_Data for analysis_.
____________________
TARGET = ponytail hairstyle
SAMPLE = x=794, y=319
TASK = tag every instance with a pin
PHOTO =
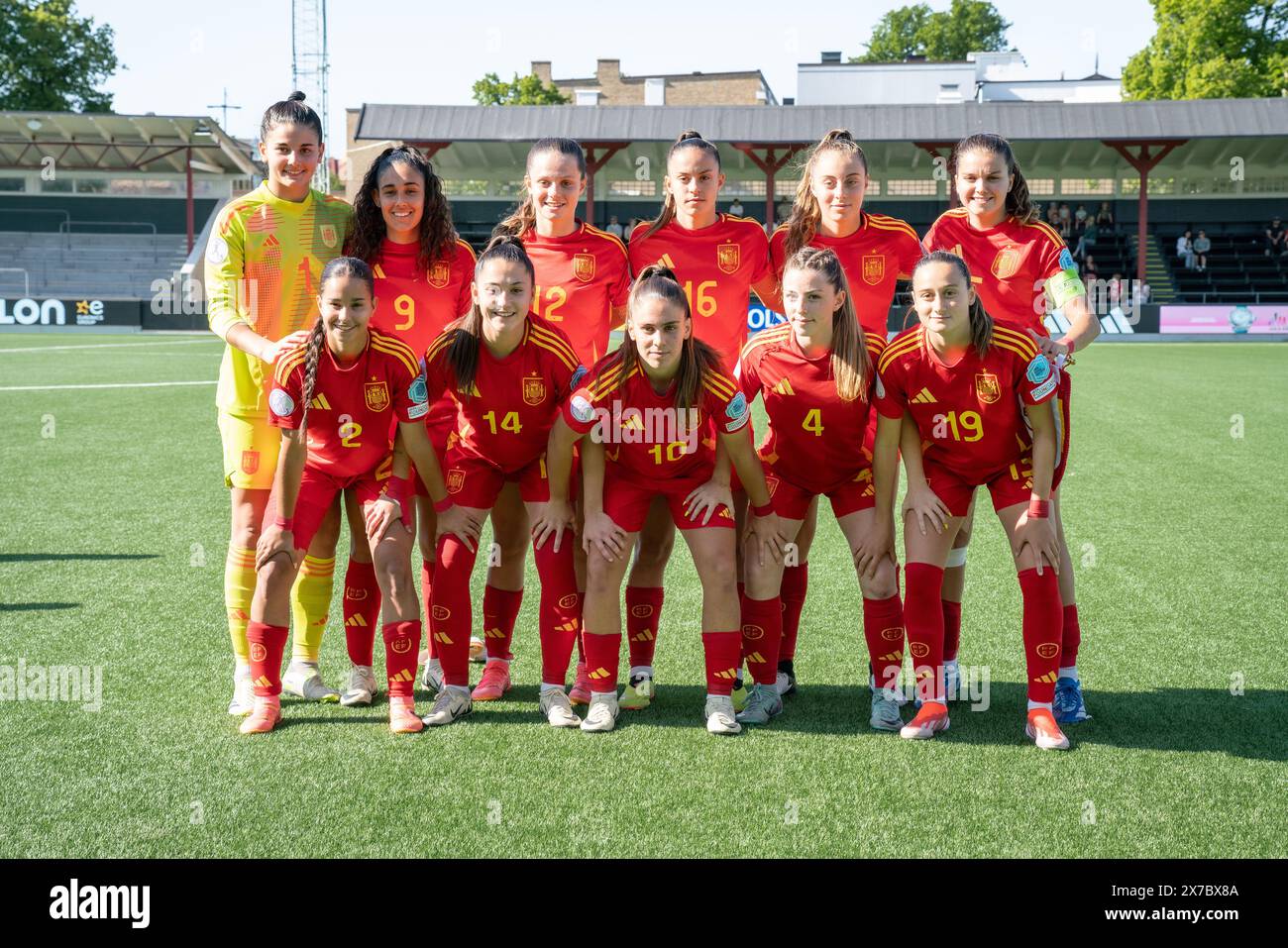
x=437, y=233
x=1019, y=205
x=687, y=140
x=524, y=217
x=980, y=322
x=463, y=352
x=338, y=266
x=697, y=359
x=805, y=217
x=290, y=111
x=851, y=368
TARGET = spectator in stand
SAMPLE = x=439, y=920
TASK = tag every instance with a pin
____________________
Each record above should be repeated exactly, please, without pictures.

TARGET = ponytail hairstyle
SAMPLE = x=794, y=319
TASK = tag every instance with a pin
PHOTO =
x=437, y=233
x=1019, y=205
x=687, y=140
x=524, y=217
x=980, y=322
x=463, y=352
x=338, y=266
x=697, y=359
x=805, y=217
x=290, y=111
x=851, y=368
TARGET = spectator in stand
SAMPLE = x=439, y=920
TASK = tag every instance with a pin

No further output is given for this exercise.